Text passage:
··········

Technology market experimentation in regulated industries: Are administrative pilot projects bad for retail markets?

Since 2008, multiple smart grid pilot projects have been occurring in the US, funded jointly through regulated utility investments and taxpayer-funded Department of Energy cost sharing. In this bureaucratic market environment, market experimentation takes the form of the large-scale, multi-year pilot project. The regulated utility (after approval from the state public utility commission) publishes a request for proposals from smart grid technology vendors to sell devices and systems that provide a pre-determined range of services specified in the RFP. The regulated utility, not the end user, is thus the vendor’s primary customer.

When regulated incumbent distribution monopolists provide in-home technology to residential customers in states where retail markets are nominally competitive but the incumbent is the default service provider, does that involvement of the regulated incumbent have an anti-competitive effect? Does it reduce experimentation and innovation?

In markets with low entry and exit barriers, entrepreneurship drives new product creation and product differentiation. Market experimentation reveals whether or not consumers value such innovations. In regulated markets like electricity, however, this experimentation occurs in a top-down, procurement-oriented manner, without the organic evolution of market boundaries as entrants generate new products and services. Innovations do not succeed or fail based on their ability to attract end-use customers, but rather on their ability to persuade the regulated monopolist that the product is cost-reducing to the firm rather than value-creating for the consumer (and, similarly, their ability to persuade regulators).

··········

Task set:
A: Condense the paragraph of the text on smart grid pilot projects that begins "In markets with low entry and exit barriers" into a bulleted list that retains its main facts.
B: Write the next paragraph of the text on smart grid pilot projects, picking up after its final sentence.
The items that come next are separate material and are not part of the text on smart grid pilot projects.

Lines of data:

··········

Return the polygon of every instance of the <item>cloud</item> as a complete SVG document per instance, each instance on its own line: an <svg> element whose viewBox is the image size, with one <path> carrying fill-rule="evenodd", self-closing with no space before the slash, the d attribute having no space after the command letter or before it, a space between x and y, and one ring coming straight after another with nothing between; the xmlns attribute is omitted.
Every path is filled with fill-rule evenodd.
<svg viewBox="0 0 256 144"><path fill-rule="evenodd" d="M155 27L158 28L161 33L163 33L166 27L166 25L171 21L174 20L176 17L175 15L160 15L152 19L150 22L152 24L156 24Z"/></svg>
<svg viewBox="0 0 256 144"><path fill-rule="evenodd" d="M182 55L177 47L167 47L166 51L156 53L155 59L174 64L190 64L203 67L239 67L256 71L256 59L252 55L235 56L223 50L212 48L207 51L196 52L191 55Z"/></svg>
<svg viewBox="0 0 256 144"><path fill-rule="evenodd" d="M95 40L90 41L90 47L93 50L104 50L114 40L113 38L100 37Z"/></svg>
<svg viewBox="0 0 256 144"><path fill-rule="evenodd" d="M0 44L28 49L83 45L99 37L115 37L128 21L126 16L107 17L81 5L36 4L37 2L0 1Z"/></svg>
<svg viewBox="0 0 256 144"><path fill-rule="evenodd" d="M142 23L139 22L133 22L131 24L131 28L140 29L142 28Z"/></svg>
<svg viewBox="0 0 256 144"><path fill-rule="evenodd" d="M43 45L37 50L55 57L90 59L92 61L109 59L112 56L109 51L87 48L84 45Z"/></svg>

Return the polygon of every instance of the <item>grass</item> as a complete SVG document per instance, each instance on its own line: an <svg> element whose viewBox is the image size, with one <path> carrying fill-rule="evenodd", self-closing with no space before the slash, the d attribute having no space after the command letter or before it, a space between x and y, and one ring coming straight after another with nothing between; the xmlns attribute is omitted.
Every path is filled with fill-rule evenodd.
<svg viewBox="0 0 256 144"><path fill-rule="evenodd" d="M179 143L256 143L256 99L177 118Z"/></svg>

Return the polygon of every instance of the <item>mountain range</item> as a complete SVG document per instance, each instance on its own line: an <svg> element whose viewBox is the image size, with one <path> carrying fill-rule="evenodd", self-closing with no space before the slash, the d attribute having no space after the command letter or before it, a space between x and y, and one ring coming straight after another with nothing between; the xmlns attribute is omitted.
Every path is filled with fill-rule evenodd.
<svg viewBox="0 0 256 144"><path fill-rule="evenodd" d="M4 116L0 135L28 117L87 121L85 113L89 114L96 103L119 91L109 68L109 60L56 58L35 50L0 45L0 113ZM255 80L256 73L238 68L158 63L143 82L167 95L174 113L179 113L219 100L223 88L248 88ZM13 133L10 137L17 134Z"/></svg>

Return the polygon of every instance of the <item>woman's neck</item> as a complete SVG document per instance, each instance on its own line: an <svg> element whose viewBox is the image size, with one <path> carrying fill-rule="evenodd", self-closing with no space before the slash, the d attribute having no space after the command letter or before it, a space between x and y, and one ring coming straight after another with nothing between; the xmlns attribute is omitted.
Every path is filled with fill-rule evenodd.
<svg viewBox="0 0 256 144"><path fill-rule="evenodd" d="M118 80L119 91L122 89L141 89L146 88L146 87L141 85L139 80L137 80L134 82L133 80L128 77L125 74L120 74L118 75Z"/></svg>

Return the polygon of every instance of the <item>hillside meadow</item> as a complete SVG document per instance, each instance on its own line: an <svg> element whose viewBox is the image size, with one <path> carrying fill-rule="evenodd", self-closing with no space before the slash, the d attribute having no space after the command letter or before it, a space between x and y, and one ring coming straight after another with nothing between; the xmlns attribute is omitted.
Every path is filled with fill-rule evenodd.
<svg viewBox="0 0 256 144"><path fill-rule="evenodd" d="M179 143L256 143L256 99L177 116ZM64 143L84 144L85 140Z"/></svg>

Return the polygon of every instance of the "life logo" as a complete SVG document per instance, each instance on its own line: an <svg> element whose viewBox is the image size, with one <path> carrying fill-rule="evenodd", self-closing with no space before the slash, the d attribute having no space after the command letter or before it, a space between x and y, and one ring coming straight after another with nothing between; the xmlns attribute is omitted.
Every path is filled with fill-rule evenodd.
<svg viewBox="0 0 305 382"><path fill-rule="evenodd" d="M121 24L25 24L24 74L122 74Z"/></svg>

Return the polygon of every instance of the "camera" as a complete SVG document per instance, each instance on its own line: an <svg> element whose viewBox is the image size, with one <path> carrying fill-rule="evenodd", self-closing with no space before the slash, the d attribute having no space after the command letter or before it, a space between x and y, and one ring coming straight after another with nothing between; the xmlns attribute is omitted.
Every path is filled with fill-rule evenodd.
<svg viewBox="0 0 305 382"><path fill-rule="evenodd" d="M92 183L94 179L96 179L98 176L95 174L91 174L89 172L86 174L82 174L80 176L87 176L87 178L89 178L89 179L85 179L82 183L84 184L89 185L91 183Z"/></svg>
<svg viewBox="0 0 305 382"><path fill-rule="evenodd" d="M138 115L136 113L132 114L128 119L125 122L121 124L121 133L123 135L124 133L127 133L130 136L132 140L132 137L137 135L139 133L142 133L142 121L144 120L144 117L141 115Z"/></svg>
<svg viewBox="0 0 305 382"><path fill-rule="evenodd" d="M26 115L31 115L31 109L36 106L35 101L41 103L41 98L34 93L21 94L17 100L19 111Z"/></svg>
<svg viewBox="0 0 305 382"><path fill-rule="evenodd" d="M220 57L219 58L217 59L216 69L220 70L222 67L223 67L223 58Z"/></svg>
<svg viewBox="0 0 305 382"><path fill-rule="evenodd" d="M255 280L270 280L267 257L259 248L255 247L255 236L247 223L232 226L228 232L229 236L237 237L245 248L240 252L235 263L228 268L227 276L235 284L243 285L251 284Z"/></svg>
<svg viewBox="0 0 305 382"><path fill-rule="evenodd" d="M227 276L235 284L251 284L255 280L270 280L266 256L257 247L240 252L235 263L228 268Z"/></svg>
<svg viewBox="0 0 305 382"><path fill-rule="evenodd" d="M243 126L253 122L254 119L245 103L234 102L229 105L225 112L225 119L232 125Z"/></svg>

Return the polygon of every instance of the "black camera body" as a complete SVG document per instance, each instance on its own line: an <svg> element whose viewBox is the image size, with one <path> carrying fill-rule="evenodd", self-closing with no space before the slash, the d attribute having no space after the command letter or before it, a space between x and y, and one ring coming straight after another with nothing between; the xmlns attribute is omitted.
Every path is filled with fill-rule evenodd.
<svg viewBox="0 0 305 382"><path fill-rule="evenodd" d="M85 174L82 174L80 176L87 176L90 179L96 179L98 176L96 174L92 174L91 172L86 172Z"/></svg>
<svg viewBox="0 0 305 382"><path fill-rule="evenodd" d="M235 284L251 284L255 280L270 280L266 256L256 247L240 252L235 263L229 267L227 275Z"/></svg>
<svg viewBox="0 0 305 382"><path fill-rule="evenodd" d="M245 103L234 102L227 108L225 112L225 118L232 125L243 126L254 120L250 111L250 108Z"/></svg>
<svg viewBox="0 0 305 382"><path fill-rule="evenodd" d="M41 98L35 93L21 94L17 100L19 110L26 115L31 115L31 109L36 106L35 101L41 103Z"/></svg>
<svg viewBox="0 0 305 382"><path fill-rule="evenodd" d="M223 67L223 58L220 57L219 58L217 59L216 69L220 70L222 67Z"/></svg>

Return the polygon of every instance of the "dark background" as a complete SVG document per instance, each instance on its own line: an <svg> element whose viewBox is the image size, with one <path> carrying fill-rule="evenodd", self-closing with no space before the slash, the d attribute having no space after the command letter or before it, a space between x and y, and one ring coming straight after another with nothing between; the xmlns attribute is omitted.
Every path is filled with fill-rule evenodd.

··········

Exercise responses:
A:
- Where entry and exit barriers are low, entrepreneurship drives new product creation and differentiation.
- Market experimentation shows whether consumers value these innovations.
- In regulated markets such as electricity, experimentation is top-down and procurement-oriented, and market boundaries do not evolve organically through entrants' new products and services.
- Innovations succeed or fail by persuading the regulated monopolist (and regulators) that they reduce the firm's costs, not by attracting end-use customers or creating value for consumers.

B:
The stated goal of many projects is installing digital technologies that increase performance and reliability of the basic provision of basic wires distribution service. For that reason, the projects emphasize technologies in the distribution wires network (distribution automation) and the digital meter at each home. The digital meter is the edge of the wires network, from the regulated utility’s perspective, and in restructured states it is the edge of its business, the edge of the regulated footprint. A secondary goal is to explore how some customers actually use technology to control and manage their own energy use; a longer-run consequence of this exploration may be consumer learning with respect to their electricity consumption, now that digital technology exists that can enable them to reduce consumption and save money by automating their actions.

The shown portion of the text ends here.